* Requirement *
Copy the data below line for line, without changing anything.

-- Begin Data for this task --

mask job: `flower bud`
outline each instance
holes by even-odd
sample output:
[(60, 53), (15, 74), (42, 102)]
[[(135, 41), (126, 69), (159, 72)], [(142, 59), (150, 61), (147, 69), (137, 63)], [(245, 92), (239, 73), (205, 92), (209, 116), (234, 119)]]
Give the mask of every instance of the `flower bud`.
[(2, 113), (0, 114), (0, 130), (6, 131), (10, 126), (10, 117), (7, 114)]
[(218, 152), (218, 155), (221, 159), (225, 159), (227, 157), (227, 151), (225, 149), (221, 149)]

-- End Data for this task --

* Solution to this exercise *
mask job: `flower bud`
outline each instance
holes by even-odd
sample output:
[(60, 53), (15, 74), (42, 102)]
[[(135, 41), (126, 69), (159, 72)], [(142, 59), (150, 61), (147, 69), (137, 63)], [(245, 92), (239, 73), (205, 92), (209, 116), (234, 119)]]
Give the mask of every instance of the `flower bud`.
[(2, 113), (0, 114), (0, 130), (6, 131), (10, 126), (10, 117), (7, 114)]
[(218, 152), (218, 155), (221, 159), (225, 159), (227, 157), (227, 151), (225, 149), (221, 149)]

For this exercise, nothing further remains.